*Data for the task*.
□ □ □

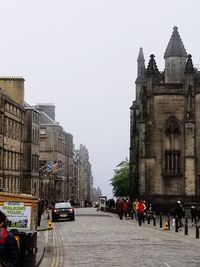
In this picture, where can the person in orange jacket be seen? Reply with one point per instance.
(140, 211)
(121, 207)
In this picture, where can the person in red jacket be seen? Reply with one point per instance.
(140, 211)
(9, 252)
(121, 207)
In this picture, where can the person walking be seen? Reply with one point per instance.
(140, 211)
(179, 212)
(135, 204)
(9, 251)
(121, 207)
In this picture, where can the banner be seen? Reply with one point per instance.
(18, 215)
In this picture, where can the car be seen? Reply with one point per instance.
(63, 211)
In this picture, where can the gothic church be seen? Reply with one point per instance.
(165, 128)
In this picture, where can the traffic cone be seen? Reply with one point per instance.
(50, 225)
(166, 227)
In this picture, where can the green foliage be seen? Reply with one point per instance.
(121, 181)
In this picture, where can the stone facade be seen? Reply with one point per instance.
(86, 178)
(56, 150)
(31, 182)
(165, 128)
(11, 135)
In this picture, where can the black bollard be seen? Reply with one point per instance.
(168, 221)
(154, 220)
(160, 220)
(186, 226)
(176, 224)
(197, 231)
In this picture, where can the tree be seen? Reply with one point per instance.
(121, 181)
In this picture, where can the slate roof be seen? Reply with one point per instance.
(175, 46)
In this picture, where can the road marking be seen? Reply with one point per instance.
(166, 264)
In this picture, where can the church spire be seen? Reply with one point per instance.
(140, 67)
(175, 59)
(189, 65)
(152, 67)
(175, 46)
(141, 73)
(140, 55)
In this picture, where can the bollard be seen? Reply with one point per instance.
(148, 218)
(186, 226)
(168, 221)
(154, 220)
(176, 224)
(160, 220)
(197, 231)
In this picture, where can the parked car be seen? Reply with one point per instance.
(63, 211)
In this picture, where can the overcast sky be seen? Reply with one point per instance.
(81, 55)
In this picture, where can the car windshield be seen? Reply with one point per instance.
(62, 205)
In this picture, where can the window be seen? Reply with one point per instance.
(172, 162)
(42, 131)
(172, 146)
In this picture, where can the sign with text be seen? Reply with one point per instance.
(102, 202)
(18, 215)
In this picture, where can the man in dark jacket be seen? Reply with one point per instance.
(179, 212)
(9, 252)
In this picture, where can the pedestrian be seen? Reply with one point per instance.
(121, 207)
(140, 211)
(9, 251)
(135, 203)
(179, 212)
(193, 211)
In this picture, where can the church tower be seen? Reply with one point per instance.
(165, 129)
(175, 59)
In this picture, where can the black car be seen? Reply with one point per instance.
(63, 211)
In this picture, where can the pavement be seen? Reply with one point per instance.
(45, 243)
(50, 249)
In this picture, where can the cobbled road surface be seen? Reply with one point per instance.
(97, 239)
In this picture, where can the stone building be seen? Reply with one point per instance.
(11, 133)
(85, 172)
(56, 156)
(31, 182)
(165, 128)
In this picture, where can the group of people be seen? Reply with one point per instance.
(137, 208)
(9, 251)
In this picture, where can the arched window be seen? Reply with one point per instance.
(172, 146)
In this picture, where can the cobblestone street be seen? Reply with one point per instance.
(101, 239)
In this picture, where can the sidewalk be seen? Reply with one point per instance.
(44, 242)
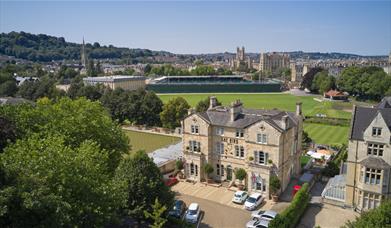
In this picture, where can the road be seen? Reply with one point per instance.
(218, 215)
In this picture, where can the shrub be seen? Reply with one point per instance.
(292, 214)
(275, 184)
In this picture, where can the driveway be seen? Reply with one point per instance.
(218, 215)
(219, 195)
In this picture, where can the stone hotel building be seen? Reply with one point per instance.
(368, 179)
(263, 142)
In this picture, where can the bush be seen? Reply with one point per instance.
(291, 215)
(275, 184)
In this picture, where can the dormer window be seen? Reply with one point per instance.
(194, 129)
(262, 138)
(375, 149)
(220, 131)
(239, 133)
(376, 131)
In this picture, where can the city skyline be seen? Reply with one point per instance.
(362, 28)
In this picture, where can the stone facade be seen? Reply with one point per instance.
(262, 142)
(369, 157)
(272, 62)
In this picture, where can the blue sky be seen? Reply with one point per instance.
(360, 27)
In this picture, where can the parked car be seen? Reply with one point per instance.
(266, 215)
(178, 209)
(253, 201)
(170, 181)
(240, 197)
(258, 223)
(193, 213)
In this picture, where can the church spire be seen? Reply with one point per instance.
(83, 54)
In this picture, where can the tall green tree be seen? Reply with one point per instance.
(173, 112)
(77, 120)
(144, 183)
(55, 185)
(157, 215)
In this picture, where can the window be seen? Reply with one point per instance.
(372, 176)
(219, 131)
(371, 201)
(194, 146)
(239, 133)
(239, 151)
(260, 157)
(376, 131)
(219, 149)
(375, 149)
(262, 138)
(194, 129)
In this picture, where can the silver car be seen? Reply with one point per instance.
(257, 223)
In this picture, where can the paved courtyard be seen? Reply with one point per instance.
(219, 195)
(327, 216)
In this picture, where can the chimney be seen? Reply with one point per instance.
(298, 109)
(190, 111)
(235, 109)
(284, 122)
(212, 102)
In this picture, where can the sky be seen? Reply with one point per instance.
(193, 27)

□ □ □

*Exercise goal*. Your reply should hold every line above exactly as written and none of the pictures.

*Written reply*.
In this picture, where can the person in orange jacket be seen? Reply with one point per instance.
(140, 211)
(121, 207)
In this picture, where can the person in red jacket be seen? Reply with one point per instance.
(140, 211)
(9, 252)
(121, 207)
In this picture, where can the person walking be seen? Reply with one point per instance.
(140, 211)
(179, 212)
(135, 204)
(9, 251)
(121, 207)
In this picture, where can the banner be seen? Reply with one point per instance.
(18, 215)
In this picture, where can the car be seen? Reply with one point per instance.
(63, 211)
In this picture, where can the gothic church be seen? Reply with one point per instance.
(165, 128)
In this picture, where can the traffic cone be seen? Reply with one point per instance.
(50, 225)
(166, 227)
In this picture, where can the green foliage be seen? Reply with one point per instance.
(121, 181)
In this picture, where can the stone facade be seen? Reply with one point per instance.
(86, 178)
(56, 150)
(31, 182)
(165, 128)
(11, 135)
In this picture, where can the black bollard be seen? Reply with one point per instance.
(168, 221)
(154, 220)
(160, 220)
(186, 226)
(176, 224)
(197, 231)
In this picture, where can the tree be seen? Reply with one point per instance.
(121, 181)
In this picture, where can the slate roof be seen? Reply with one point per instance.
(175, 46)
In this picture, where can the road marking be seen? Reply with one point per instance.
(166, 264)
In this picture, where can the church spire be seen? Reply with one point per instance.
(140, 67)
(175, 59)
(189, 65)
(152, 67)
(175, 46)
(141, 73)
(140, 55)
In this picture, where can the bollard be seen? Reply with one point per instance.
(148, 218)
(186, 226)
(168, 221)
(154, 220)
(176, 224)
(160, 220)
(197, 231)
In this picture, where can the parked car be seen? Reply with one point per instance.
(63, 211)
In this picture, where can the overcast sky be seen? Reply with one point per instance.
(81, 55)
In this picture, where can the car windshield be seen? Reply with one point per instance.
(62, 205)
In this picture, where can the window be seen? Reply with one point per instance.
(172, 162)
(42, 131)
(172, 146)
In this picture, where can the sign with text be seen? Reply with one point per instance.
(102, 202)
(18, 215)
In this picture, where can the man in dark jacket be seen? Reply with one point per instance.
(179, 212)
(9, 252)
In this picture, where can the pedestrian be seen? Reply with one point per instance.
(121, 207)
(140, 211)
(9, 251)
(135, 203)
(179, 212)
(193, 211)
In this picture, where can the church tower be seen? Reply with one point per instance.
(165, 129)
(175, 59)
In this picture, where can the black car be seen? Reply with one point per instance.
(63, 211)
In this picture, where can the pavement be seen? Reply with one point per instance.
(45, 243)
(50, 249)
In this picture, where can the cobbled road surface be seen? Reply with one point per instance.
(97, 239)
In this picture, where can the stone building be seen? Reply with one point per instance.
(11, 133)
(85, 172)
(56, 156)
(31, 182)
(165, 128)
In this picture, where can the group of people be seen? Reply with one point per instance.
(137, 208)
(9, 251)
In this picture, where can the arched window be seen? Reply with one point per instance.
(172, 146)
In this picture, where can the cobblestone street be seen? Reply with one point per instance.
(101, 239)
In this picture, where can the sidewalk be seen? Reply with one point per instance.
(44, 242)
In this picture, where can the road be seen? Reply with one point per instance.
(218, 215)
In this picture, where can the shrub be seen? Reply with one point per instance.
(292, 214)
(275, 184)
In this picture, where can the driveway be seen? Reply with one point per instance.
(218, 215)
(219, 195)
In this picture, where can the stone hotel building be seen? Reply with one point per instance.
(368, 179)
(263, 142)
In this picture, where can the bush be seen? Reply with one point per instance.
(291, 215)
(275, 184)
In this picture, where can the dormer window be seen? Reply with one point per instance.
(194, 129)
(262, 138)
(375, 149)
(220, 131)
(239, 133)
(376, 131)
In this picture, where can the city skyline be seen? Reply with one point per instance.
(362, 28)
In this picture, where can the stone facade be seen? Reply with one point per instance.
(262, 142)
(369, 157)
(272, 62)
In this picture, where can the blue sky be seen? Reply with one point per instance.
(360, 27)
In this picture, where can the parked car be seen? Reply with one point per instance.
(266, 215)
(178, 209)
(253, 201)
(170, 181)
(240, 197)
(258, 223)
(193, 213)
In this picture, where can the church spire be seen? Reply with one point per instance.
(83, 54)
In this picture, where can the tall green tree be seen? Reply with one point per instance.
(173, 112)
(77, 120)
(144, 183)
(55, 185)
(157, 215)
In this picture, where can the window be seen? Reply with one point per instance.
(372, 176)
(219, 131)
(371, 201)
(194, 146)
(239, 133)
(239, 151)
(260, 157)
(376, 131)
(219, 149)
(375, 149)
(262, 138)
(194, 129)
In this picture, where can the silver car be seen? Reply with one point per instance.
(257, 223)
In this picture, where can the paved courtyard be seen? Reply with one point per instance.
(219, 195)
(327, 216)
In this picture, where can the chimney be seen? Reply with one point per instance.
(298, 109)
(190, 111)
(235, 109)
(284, 122)
(212, 102)
In this picture, where can the sky be seen? Reply with one point per instance.
(193, 27)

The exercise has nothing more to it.